» **Description of the task**
Repeat the material below exactly, line for line.

» **Supplied material**
◇ ◇ ◇

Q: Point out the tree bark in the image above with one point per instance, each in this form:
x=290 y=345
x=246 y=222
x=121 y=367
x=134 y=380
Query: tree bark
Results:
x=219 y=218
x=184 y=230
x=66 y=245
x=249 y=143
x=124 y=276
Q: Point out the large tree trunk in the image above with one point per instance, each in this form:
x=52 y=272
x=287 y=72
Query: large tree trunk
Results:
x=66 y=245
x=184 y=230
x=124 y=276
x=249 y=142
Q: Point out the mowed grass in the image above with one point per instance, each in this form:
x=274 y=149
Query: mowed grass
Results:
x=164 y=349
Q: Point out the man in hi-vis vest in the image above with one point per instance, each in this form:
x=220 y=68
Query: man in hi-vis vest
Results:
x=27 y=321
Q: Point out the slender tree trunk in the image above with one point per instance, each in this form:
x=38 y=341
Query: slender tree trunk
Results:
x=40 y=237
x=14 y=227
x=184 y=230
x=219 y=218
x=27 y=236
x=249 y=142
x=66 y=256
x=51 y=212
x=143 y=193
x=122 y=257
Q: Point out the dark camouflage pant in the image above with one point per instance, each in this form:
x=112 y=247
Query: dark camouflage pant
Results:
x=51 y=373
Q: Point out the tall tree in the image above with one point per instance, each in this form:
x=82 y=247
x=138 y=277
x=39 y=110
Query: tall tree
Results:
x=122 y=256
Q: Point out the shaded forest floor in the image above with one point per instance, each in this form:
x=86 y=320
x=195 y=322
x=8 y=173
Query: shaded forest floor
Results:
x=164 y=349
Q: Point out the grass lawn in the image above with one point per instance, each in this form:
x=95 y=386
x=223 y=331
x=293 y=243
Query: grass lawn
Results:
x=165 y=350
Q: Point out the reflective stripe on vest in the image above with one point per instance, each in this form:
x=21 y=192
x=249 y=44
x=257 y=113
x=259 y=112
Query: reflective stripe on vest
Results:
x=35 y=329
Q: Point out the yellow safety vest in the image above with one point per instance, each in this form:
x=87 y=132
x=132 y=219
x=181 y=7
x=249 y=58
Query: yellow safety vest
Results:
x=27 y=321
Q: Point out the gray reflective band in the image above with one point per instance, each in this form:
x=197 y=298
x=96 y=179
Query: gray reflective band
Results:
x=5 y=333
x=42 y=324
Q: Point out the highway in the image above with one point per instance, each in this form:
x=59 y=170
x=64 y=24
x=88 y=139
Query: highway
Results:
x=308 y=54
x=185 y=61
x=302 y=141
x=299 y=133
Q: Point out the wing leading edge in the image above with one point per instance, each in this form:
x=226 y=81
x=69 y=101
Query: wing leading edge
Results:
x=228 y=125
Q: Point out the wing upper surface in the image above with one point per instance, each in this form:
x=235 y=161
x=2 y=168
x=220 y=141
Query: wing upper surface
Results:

◇ ◇ ◇

» **Exercise answer**
Q: Point out the tree bark in the image above with one point per instance, each in this form:
x=290 y=345
x=246 y=222
x=121 y=367
x=134 y=380
Query: tree bark
Results:
x=219 y=218
x=184 y=230
x=66 y=245
x=249 y=143
x=124 y=276
Q: Point out the large tree trunk in the image above with one point per instance, each in this form:
x=52 y=272
x=287 y=72
Query: large tree trunk
Results:
x=66 y=245
x=184 y=230
x=124 y=276
x=249 y=142
Q: Point out the mowed grass in the image above with one point per instance, each in this form:
x=274 y=149
Query: mowed grass
Results:
x=164 y=349
Q: Point out the man in hi-vis vest in the image above with one point per instance, each in this form:
x=220 y=68
Query: man in hi-vis vest
Results:
x=27 y=321
Q: Point out the slender tree trunk in the image above with one point per instance, each in this form:
x=38 y=341
Query: slender tree trunk
Results:
x=40 y=237
x=14 y=227
x=184 y=230
x=219 y=218
x=27 y=236
x=249 y=142
x=66 y=256
x=51 y=212
x=143 y=193
x=122 y=257
Q: Point out the dark camouflage pant in the image above with one point per instance, each in this form:
x=112 y=247
Query: dark camouflage pant
Results:
x=51 y=373
Q: Point out the tall tree in the image above with one point per instance, each in this form:
x=82 y=247
x=138 y=277
x=39 y=110
Query: tall tree
Results:
x=122 y=256
Q: Point out the shaded forest floor in the image above with one point per instance, each in this form:
x=86 y=320
x=195 y=322
x=8 y=173
Query: shaded forest floor
Results:
x=164 y=349
Q: Point out the grass lawn in the image above with one point per instance, each in this form:
x=95 y=386
x=223 y=331
x=293 y=243
Query: grass lawn
Results:
x=165 y=350
Q: Point out the reflective stripe on vest in the image above with one point per instance, each in this form:
x=21 y=192
x=249 y=44
x=257 y=113
x=259 y=112
Query: reflective stripe on vest
Results:
x=35 y=329
Q: Point out the yellow safety vest in the image above with one point per instance, each in this form:
x=87 y=132
x=132 y=219
x=181 y=7
x=249 y=58
Query: yellow safety vest
Results:
x=27 y=321
Q: Point out the gray reflective band in the image above with one point per instance, each in this form:
x=197 y=298
x=96 y=179
Query: gray reflective band
Results:
x=5 y=333
x=42 y=324
Q: Point out the highway in the image above with one point per instance, each in this form:
x=59 y=170
x=64 y=24
x=88 y=139
Query: highway
Results:
x=308 y=54
x=185 y=61
x=302 y=141
x=299 y=133
Q: Point out the wing leading edge in the image above with one point per instance, each in this form:
x=226 y=81
x=69 y=101
Query: wing leading edge
Results:
x=228 y=125
Q: Point out the wing upper surface in the image above with one point per instance, each in this form:
x=235 y=161
x=2 y=168
x=220 y=141
Query: wing upper surface
Results:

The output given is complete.